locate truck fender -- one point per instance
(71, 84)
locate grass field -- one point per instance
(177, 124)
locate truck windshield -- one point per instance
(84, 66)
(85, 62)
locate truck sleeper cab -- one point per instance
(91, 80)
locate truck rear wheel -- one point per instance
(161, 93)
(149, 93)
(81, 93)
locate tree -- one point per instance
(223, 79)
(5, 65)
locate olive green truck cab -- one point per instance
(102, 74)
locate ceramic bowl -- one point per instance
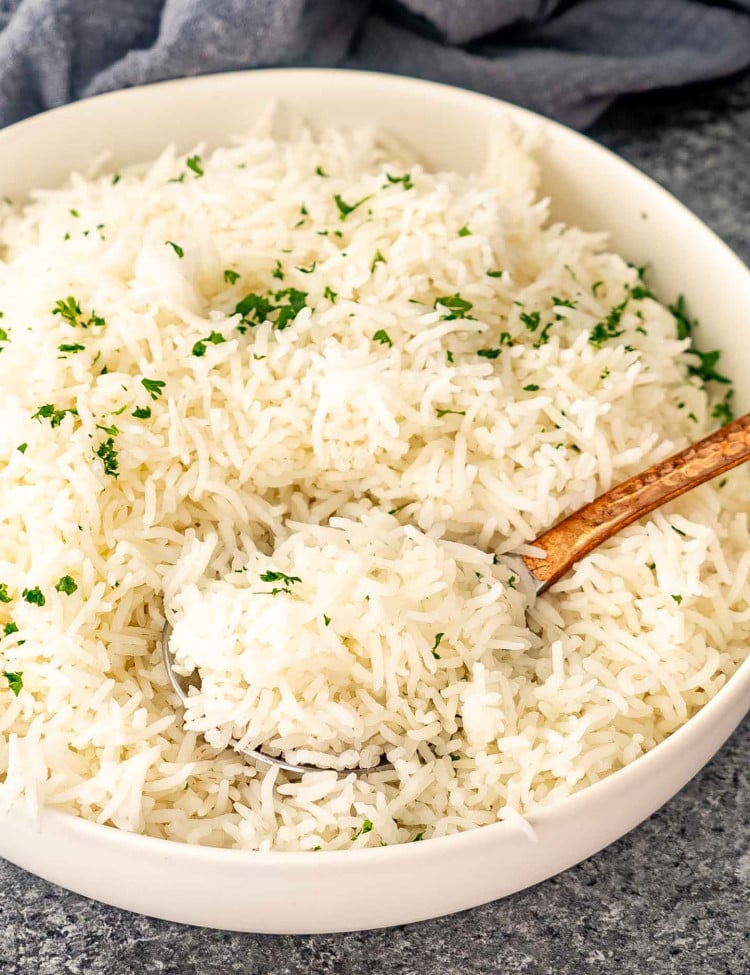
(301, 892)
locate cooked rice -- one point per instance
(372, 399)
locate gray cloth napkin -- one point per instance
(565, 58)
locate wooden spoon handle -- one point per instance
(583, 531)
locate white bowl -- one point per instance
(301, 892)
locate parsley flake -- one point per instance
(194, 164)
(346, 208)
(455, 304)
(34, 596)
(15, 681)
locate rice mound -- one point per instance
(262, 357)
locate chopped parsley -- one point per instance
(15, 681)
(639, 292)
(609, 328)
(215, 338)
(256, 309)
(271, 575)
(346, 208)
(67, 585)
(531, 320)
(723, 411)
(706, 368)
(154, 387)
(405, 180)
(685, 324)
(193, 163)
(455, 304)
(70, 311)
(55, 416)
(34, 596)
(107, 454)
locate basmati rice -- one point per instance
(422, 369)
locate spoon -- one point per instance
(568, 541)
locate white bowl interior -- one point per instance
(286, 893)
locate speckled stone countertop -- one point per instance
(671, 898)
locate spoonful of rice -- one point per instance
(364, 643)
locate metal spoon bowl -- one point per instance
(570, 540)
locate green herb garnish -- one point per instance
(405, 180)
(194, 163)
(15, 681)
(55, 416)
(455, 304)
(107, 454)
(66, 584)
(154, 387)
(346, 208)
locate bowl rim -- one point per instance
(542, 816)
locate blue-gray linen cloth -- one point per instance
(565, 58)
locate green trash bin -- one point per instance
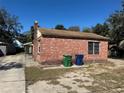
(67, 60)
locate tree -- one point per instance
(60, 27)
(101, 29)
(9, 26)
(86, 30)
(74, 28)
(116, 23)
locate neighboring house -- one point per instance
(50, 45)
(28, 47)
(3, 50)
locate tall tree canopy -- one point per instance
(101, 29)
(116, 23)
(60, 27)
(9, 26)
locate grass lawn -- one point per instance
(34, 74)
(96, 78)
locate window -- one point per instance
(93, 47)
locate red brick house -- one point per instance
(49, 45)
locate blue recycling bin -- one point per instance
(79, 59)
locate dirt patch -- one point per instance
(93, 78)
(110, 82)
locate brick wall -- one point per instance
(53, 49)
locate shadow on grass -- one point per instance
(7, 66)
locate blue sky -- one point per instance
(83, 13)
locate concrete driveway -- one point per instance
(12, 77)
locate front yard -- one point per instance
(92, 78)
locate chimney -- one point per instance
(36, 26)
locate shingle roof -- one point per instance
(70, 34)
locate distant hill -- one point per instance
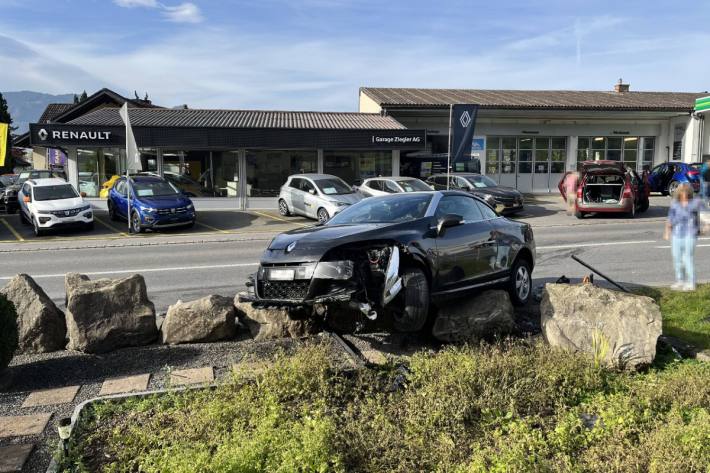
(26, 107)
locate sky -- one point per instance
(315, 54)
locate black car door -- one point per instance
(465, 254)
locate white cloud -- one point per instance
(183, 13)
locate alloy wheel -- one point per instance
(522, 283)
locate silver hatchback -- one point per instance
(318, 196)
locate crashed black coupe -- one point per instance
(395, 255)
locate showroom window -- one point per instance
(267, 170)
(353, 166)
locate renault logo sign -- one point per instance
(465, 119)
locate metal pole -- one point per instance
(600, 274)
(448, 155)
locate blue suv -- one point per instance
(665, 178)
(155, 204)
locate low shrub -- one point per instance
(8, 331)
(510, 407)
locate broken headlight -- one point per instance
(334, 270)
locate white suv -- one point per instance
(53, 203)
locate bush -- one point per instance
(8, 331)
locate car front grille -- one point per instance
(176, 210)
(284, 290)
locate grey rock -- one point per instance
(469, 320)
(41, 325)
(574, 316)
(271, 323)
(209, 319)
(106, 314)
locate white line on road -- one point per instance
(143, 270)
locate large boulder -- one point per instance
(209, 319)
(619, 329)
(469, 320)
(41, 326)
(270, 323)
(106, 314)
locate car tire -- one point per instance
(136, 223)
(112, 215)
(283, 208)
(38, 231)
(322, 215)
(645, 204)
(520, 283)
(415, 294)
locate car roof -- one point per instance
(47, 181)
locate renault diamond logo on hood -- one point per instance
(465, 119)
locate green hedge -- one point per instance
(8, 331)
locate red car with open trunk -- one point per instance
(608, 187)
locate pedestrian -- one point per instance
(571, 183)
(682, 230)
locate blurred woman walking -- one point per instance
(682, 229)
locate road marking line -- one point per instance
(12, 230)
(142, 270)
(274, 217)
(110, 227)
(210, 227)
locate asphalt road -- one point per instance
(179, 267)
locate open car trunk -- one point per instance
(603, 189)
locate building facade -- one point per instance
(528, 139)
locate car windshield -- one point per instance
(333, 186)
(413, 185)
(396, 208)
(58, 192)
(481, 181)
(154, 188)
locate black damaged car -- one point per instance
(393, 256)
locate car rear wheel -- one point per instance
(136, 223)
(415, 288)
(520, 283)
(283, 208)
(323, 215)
++++++++++
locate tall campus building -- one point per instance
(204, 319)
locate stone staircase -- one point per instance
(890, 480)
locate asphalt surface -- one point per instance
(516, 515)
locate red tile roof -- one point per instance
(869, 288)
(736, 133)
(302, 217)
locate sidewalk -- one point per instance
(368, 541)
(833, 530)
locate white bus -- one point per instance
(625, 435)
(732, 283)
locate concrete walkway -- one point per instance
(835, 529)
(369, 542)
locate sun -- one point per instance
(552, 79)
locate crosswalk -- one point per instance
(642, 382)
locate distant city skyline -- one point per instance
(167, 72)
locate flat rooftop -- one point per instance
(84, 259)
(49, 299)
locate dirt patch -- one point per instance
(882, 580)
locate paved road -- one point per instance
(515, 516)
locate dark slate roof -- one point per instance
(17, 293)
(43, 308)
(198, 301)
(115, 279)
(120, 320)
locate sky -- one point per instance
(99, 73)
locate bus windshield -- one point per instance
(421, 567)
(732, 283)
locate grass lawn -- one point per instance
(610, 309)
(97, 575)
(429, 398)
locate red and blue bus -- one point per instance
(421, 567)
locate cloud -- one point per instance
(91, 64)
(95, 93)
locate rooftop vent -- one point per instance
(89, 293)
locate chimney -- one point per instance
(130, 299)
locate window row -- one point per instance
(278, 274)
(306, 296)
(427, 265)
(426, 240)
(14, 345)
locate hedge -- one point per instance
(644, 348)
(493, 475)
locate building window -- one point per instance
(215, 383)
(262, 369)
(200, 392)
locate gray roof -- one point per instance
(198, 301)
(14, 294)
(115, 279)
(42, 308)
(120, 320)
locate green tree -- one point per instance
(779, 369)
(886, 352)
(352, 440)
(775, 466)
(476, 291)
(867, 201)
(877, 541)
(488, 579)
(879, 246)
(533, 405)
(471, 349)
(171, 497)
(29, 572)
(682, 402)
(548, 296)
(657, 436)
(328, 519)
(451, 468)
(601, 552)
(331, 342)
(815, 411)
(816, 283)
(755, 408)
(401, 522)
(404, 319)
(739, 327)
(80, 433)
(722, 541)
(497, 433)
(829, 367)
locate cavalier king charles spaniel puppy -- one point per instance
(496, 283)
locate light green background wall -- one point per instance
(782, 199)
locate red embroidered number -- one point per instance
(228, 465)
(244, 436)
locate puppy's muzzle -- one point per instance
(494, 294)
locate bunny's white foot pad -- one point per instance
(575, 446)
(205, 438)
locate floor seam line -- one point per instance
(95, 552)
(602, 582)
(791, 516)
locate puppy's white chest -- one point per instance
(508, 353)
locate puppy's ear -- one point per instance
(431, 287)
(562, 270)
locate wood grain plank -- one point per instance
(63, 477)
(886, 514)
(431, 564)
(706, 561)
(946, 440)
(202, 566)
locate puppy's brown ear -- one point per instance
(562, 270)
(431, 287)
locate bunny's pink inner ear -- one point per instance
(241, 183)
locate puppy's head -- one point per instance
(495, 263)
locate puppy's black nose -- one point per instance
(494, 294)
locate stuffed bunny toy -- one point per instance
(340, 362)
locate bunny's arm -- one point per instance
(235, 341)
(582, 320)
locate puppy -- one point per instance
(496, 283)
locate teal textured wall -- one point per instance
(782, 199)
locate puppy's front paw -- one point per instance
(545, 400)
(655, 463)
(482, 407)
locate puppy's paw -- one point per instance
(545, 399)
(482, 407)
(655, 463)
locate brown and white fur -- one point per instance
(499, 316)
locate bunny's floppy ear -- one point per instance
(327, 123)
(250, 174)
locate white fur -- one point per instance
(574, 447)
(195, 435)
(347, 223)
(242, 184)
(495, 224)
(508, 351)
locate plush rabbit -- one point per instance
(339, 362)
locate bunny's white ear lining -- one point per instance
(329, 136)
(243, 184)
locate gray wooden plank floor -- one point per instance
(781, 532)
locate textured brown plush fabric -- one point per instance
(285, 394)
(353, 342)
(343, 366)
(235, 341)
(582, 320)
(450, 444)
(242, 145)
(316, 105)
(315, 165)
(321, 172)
++++++++++
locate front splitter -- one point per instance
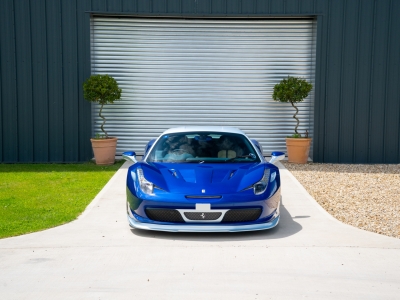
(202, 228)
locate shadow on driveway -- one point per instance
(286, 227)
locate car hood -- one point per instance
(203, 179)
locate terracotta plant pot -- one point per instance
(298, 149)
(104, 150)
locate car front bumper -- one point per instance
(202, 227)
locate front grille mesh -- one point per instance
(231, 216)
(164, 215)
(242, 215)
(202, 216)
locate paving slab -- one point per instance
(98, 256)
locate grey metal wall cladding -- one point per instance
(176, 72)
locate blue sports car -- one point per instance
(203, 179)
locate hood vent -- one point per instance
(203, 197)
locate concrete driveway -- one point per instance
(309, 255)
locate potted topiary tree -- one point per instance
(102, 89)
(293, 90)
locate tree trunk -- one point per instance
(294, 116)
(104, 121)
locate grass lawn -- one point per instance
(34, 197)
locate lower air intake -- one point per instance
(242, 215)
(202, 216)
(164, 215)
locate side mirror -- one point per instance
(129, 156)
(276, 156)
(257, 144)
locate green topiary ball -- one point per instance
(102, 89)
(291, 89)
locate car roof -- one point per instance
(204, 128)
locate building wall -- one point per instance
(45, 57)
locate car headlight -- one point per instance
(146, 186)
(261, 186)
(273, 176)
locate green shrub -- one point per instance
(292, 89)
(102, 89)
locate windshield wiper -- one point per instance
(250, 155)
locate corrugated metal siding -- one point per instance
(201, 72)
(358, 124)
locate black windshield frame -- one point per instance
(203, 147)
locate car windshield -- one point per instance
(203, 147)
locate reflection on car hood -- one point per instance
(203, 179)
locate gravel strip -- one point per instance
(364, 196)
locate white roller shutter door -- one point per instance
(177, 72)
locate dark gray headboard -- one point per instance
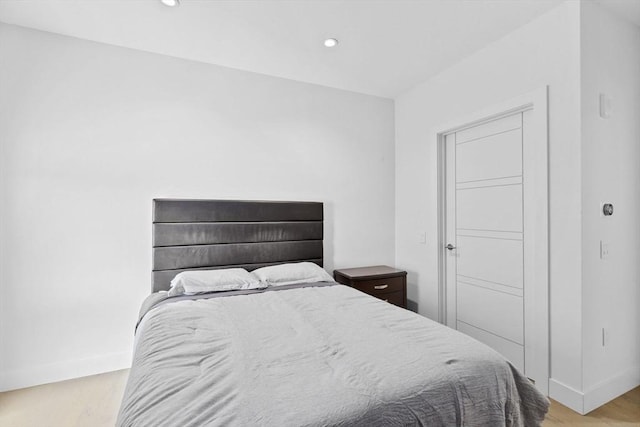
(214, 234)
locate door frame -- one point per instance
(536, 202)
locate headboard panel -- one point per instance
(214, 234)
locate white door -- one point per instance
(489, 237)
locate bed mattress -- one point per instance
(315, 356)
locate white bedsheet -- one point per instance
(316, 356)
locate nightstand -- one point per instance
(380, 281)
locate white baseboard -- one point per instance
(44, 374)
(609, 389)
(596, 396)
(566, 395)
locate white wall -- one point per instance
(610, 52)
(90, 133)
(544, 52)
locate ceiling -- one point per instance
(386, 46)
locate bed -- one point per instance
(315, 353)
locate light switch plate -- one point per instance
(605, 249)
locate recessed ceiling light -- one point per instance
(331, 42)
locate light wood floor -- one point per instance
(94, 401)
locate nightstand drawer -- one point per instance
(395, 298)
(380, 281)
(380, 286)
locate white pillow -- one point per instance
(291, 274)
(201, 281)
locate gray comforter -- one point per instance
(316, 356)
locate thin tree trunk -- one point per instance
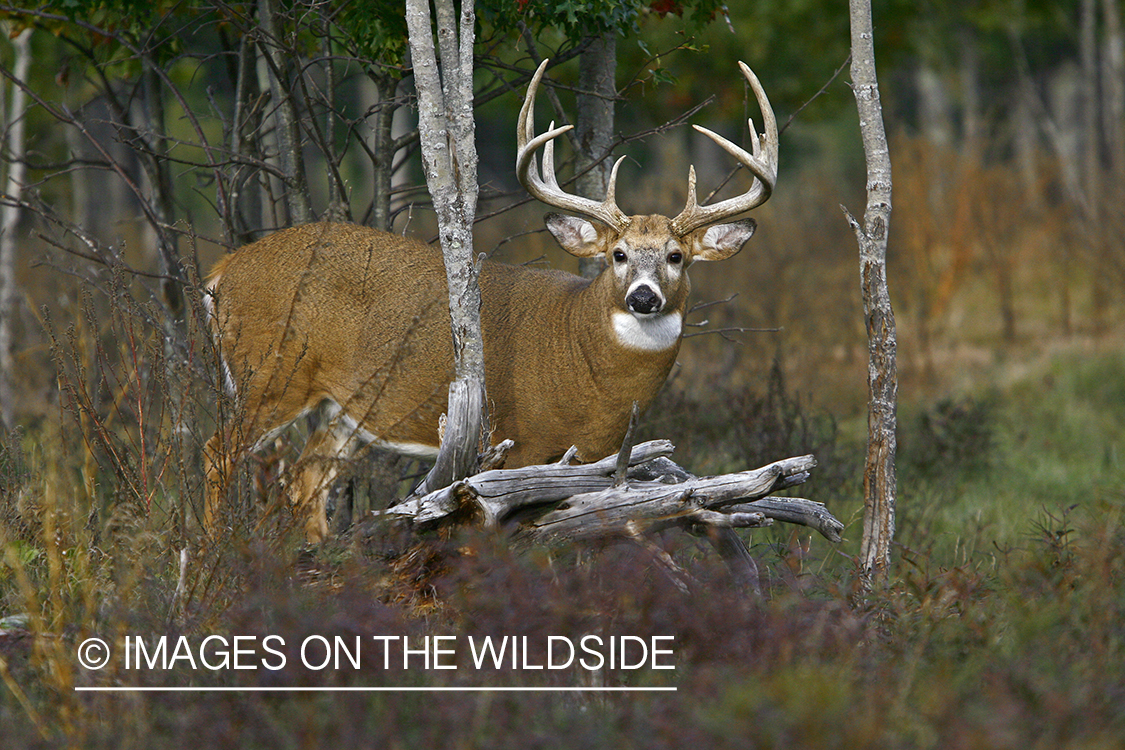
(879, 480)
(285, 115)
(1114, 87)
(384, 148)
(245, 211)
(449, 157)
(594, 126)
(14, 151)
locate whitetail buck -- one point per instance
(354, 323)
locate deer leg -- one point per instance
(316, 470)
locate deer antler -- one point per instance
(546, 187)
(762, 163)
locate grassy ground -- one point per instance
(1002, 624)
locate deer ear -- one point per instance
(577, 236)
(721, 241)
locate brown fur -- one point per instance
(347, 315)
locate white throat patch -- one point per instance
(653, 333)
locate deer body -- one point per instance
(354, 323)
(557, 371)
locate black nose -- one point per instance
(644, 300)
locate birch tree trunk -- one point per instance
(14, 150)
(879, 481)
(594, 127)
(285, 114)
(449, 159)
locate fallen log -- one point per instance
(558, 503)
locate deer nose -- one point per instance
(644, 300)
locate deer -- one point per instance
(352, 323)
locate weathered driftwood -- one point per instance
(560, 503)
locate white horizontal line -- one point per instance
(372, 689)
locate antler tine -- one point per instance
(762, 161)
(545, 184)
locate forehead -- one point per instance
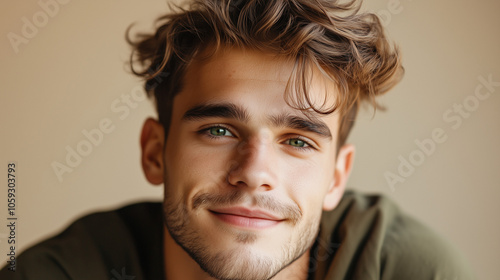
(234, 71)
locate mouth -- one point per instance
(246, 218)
++++++++++
Tally the lines in the data above that contain the string "hedge". Reply with the number alone.

§ Final result
2